● MATERIAL PROVIDED
..........

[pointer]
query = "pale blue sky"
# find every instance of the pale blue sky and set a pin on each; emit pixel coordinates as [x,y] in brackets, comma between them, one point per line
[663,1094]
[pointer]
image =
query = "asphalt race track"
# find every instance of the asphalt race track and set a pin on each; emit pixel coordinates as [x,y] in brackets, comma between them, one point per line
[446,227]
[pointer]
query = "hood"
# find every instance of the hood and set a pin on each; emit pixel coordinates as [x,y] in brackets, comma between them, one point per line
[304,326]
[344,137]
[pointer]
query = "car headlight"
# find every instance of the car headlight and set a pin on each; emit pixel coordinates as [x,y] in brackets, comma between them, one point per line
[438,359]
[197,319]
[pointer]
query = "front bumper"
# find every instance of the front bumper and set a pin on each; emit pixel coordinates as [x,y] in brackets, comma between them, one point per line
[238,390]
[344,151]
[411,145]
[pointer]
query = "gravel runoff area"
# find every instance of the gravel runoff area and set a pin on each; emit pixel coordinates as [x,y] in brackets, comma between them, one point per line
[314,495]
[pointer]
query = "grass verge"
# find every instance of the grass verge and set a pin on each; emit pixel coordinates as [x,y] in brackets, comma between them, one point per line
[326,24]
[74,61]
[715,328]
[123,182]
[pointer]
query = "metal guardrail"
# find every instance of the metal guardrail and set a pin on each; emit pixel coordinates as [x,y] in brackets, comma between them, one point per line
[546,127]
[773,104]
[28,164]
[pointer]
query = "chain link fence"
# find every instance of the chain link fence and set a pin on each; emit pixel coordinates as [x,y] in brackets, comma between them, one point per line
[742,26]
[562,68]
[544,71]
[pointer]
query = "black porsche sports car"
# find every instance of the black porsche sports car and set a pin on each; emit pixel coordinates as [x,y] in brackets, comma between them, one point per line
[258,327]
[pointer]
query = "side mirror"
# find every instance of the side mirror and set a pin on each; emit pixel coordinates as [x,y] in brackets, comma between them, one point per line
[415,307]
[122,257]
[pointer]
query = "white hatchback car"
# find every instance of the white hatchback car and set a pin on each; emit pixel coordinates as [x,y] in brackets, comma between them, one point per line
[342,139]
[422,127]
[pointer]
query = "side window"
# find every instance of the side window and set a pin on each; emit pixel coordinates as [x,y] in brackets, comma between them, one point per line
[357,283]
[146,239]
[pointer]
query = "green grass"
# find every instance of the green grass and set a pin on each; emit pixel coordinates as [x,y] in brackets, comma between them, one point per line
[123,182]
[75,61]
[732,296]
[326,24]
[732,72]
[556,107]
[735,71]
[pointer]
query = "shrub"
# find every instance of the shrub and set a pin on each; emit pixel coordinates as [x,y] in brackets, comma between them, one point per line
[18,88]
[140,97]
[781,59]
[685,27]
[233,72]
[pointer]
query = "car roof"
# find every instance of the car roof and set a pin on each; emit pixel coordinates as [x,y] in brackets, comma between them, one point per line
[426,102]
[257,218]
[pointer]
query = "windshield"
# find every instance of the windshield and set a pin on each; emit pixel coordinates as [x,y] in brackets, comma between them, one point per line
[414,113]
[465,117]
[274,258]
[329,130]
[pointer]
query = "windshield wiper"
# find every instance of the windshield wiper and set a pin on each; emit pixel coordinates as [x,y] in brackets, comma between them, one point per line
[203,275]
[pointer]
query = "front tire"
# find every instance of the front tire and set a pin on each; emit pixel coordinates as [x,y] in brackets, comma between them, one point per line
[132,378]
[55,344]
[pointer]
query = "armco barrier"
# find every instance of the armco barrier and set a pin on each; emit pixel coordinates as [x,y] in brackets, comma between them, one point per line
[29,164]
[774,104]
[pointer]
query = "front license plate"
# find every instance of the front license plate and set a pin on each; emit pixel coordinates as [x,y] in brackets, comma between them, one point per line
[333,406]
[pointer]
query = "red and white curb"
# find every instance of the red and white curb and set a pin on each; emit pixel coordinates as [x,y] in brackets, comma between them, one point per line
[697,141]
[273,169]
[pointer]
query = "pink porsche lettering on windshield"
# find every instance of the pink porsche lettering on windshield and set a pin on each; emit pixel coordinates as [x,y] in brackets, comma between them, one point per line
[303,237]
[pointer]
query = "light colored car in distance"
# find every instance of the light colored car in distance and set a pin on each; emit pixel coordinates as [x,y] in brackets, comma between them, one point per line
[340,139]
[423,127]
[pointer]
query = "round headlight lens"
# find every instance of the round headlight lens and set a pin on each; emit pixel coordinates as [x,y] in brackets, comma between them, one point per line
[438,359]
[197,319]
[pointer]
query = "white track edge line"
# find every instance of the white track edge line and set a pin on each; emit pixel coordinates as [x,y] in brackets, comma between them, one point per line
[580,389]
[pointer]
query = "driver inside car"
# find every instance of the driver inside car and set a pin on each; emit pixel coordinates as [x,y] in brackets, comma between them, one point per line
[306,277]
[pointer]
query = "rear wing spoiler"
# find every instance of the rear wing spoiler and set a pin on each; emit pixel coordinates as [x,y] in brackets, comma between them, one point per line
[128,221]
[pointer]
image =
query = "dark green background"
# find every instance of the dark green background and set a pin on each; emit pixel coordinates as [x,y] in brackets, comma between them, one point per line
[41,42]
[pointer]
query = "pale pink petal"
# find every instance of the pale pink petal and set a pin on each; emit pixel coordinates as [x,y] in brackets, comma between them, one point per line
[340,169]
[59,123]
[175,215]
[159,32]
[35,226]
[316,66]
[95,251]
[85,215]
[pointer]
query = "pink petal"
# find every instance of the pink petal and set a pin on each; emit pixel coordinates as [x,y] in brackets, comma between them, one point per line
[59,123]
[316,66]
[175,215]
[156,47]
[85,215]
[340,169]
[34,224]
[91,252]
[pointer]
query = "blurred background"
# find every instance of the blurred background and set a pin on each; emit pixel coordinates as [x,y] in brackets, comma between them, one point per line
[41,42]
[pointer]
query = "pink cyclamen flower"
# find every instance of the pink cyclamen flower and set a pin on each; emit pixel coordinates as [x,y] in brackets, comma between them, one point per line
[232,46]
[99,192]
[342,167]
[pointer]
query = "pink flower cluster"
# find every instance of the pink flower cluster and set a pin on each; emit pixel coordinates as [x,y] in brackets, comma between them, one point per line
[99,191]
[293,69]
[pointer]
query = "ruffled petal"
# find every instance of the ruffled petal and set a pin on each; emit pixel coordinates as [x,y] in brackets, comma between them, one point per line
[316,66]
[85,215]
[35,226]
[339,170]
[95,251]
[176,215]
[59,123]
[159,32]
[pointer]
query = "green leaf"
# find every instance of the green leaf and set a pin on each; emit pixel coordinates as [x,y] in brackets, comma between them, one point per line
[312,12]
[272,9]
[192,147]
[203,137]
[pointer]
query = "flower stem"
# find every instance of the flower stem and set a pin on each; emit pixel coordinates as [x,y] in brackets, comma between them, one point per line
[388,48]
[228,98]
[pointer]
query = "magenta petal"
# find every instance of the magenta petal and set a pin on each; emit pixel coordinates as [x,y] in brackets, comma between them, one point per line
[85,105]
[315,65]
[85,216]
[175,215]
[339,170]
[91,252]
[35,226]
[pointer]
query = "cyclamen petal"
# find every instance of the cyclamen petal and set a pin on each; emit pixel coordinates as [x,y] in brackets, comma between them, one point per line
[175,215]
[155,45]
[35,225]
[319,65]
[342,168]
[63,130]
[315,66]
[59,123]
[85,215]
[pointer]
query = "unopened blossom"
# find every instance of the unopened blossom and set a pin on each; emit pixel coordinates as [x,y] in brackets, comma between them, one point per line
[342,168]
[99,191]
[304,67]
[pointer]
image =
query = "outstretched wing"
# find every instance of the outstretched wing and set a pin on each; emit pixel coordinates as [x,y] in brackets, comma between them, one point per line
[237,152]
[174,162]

..........

● GIVEN INSTRUCTION
Go back to the listing above and please repeat it exactly.

● REPLY TO THE TASK
[pointer]
query = "pale blue sky"
# find every instance of the pale blue sky and set a pin on each; emit pixel coordinates as [x,y] in brackets, comma between them, one point per line
[663,1094]
[pointer]
image =
query = "asphalt race track"
# find every instance of the asphalt race track and set a pin on each; emit pixel coordinates as [x,y] in brackets, comma between them, one point per line
[446,227]
[pointer]
query = "hood"
# find every instance of the hood and set a pin on each; emit pixel coordinates as [x,y] in brackets, comma between them, one point per line
[304,326]
[344,137]
[pointer]
query = "car headlight"
# find every instance of the car headlight and set a pin on each; emit pixel coordinates as [x,y] in brackets, comma between them, one point per line
[438,359]
[197,319]
[pointer]
query = "front bumper"
# find every instance of the front bumper and set a pin on each; emit pixel coordinates as [x,y] in brackets, comma between them, one point per line
[238,390]
[344,151]
[411,145]
[pointer]
query = "gravel runoff area"
# find every instance of the gravel runoff area and set a pin on each; emit pixel coordinates as [x,y] in brackets, comma between them, one point per line
[314,495]
[pointer]
query = "grass verge"
# find every instance of the grass verge and set a pin on each; emit pixel coordinates as [x,y] in brackets, comma between them, one point per line
[326,24]
[74,61]
[715,328]
[123,182]
[pointer]
query = "metal guardrail"
# find every instance of the metal guardrail and set a pin on each; emit pixel coordinates as [x,y] in brackets, comma between them, one point per line
[546,127]
[773,104]
[28,164]
[pointer]
query = "chain link fence"
# find every instance of the chain link fence and set a pin on each; emit pixel coordinates as [x,y] in brackets, comma between them, one point per line
[742,26]
[562,68]
[544,71]
[pointer]
query = "black porsche sports car"
# find every instance of the black porsche sports car and set a pin on each; emit pixel coordinates as [x,y] in brackets, comma between them, one point per line
[258,327]
[pointer]
query = "side mirror"
# find every instance of the side mirror and set a pin on each; emit pixel coordinates as [x,y] in brackets, comma between them, one point per line
[415,307]
[122,257]
[pointer]
query = "white hatchback car"
# find every instance of the white hatchback car and set a pin on each; emit pixel coordinates as [x,y] in brackets, comma between them, one point per line
[342,139]
[422,127]
[pointer]
query = "side window"
# find every instance of the side window and set a pin on each; emit pixel coordinates as [x,y] in brackets, comma between them, one point per line
[357,283]
[146,239]
[pointer]
query = "green grass"
# find every instance of the green grass and set a pin on each; emit pixel coordinates as [x,y] in brackets, comma between them, one point per line
[123,182]
[75,61]
[732,296]
[326,24]
[732,72]
[556,107]
[735,71]
[pointer]
query = "shrub"
# find every instance of the shrub and set a pin on each; emit pixel coordinates as [x,y] in brackets, comma between them, one point per line
[18,88]
[140,97]
[781,59]
[685,27]
[233,72]
[pointer]
query = "car roof"
# find every instance of the car roof and set a pin on each; emit pixel coordinates as [x,y] in brackets, comma between them, one point per line
[426,102]
[257,218]
[pointer]
query = "windshield"
# find every instance of the windshield and set a pin on each; emit pixel coordinates as [x,y] in brackets, comma between them, one point per line
[414,113]
[465,117]
[274,258]
[329,130]
[pointer]
query = "windshield wiper"
# find every instance of the windshield wiper and set a pin on each; emit pixel coordinates as [x,y] in brackets, comma between them, one point per line
[203,275]
[pointer]
query = "front tire"
# find every instance of the front tire and set a pin on each; emit pixel coordinates as [x,y] in brackets, comma between them, one point per line
[132,378]
[55,344]
[pointer]
query = "armco barrier"
# find every instance of the armco barrier and set a pin on each; emit pixel coordinates as [x,y] in brackets, comma between them, one point per line
[29,164]
[774,104]
[pointer]
query = "front license plate"
# find every instance of the front license plate and set a pin on each; emit pixel coordinates as [x,y] in brackets, comma between them, one point per line
[333,406]
[pointer]
query = "red and white curb"
# find every instance of the red and white curb and set a pin on each; emit pixel coordinates as [x,y] in brackets, comma between them, one point per line
[697,141]
[273,169]
[pointer]
query = "pink porsche lettering on windshield"
# find every instance of the pink porsche lettering on windshield and set a pin on each; emit pixel coordinates as [x,y] in brackets, comma between them, one point per line
[303,237]
[pointer]
query = "light colored car in distance"
# find every instance of the light colored car in distance and set a pin on each; emit pixel coordinates as [x,y] in brackets, comma between them, one point per line
[340,139]
[423,127]
[pointer]
query = "round headlight lens"
# find every instance of the round headlight lens and set a pin on each; emit pixel coordinates as [x,y] in brackets, comma between them, one point per line
[438,359]
[197,319]
[pointer]
query = "white track edge line"
# find every instance of the white track edge line and set a pin on each; emit pixel coordinates as [x,y] in brackets, comma between them, one point per line
[580,389]
[pointer]
query = "driver inside car"
# find every instance of the driver inside car and set a pin on each; emit pixel coordinates as [x,y] in brackets, comma between them, one point per line
[306,277]
[pointer]
query = "rear wing spoiler"
# find every instance of the rear wing spoiler and set a pin on each; emit pixel coordinates as [x,y] in brackets, comma between them, one point per line
[128,221]
[pointer]
image =
query = "dark green background"
# find every instance of the dark green background and set a pin on each; emit pixel coordinates as [x,y] in brackets, comma between them, one point per line
[41,42]
[pointer]
query = "pale pink petal"
# find every instance of the pale pink petal and set a pin on each; emit pixel coordinates as [x,y] in brackets, comma between them, one point per line
[340,169]
[59,123]
[175,215]
[159,32]
[35,226]
[316,66]
[95,251]
[85,215]
[pointer]
query = "pink petal"
# find every instance of the pink petal and set a pin on each; emit pixel coordinates as [x,y] in brackets, comma between them, one point per line
[59,123]
[316,66]
[175,215]
[156,47]
[85,215]
[340,169]
[34,224]
[91,252]
[pointer]
query = "blurred background"
# find every instance of the blurred background and set a pin on each; emit pixel coordinates as [x,y] in brackets, comma between them, one point per line
[41,42]
[pointer]
query = "pink cyclamen flower"
# find every instance of the pink cyclamen flower and set a pin on each; emit pixel coordinates as [x,y] in brackets, comma between them, one point per line
[232,46]
[99,192]
[342,167]
[pointer]
query = "pink flower cluster"
# find every instance of the pink flower cluster and set a pin on each; emit pixel coordinates as [x,y] in brackets, comma between them, one point per line
[99,191]
[293,69]
[pointer]
query = "ruffled petal"
# find every instance of the ruffled petal and set a pin on each; emit pixel coordinates as [x,y] in brackets, comma between them, one point per line
[316,66]
[85,215]
[35,226]
[339,170]
[95,251]
[176,215]
[59,123]
[159,32]
[pointer]
query = "green leaf"
# find every instance of the green leaf and set a pin on each; emit pixel coordinates as [x,y] in brackets, comma between them, one point per line
[312,12]
[272,9]
[192,147]
[203,137]
[pointer]
query = "flower stem"
# find every instance of the flower stem and set a pin on each; emit pixel coordinates as [x,y] in brackets, comma between them, one point per line
[388,48]
[228,98]
[pointer]
query = "magenta petal"
# find every instance of the magenta petal and set a pin on each; emit pixel coordinates as [x,y] in brackets, comma between them, one point per line
[85,105]
[315,65]
[85,216]
[175,215]
[339,170]
[91,252]
[35,226]
[pointer]
query = "cyclamen petal"
# find every instance of the cyclamen petal and set a pin on each; emit pixel coordinates as [x,y] in brackets, comma between them, one point per line
[175,215]
[155,45]
[35,225]
[319,65]
[342,168]
[63,130]
[315,66]
[59,123]
[85,215]
[pointer]
query = "unopened blossom"
# find every instance of the unopened blossom and set a pin on each; emit pixel coordinates as [x,y] in brackets, comma between them, one point per line
[342,168]
[99,191]
[304,67]
[pointer]
image =
query = "outstretched wing"
# find every instance of the outstretched wing and set a pin on each; emit pixel coordinates as [x,y] in brackets, comma between them, one point per line
[237,152]
[174,162]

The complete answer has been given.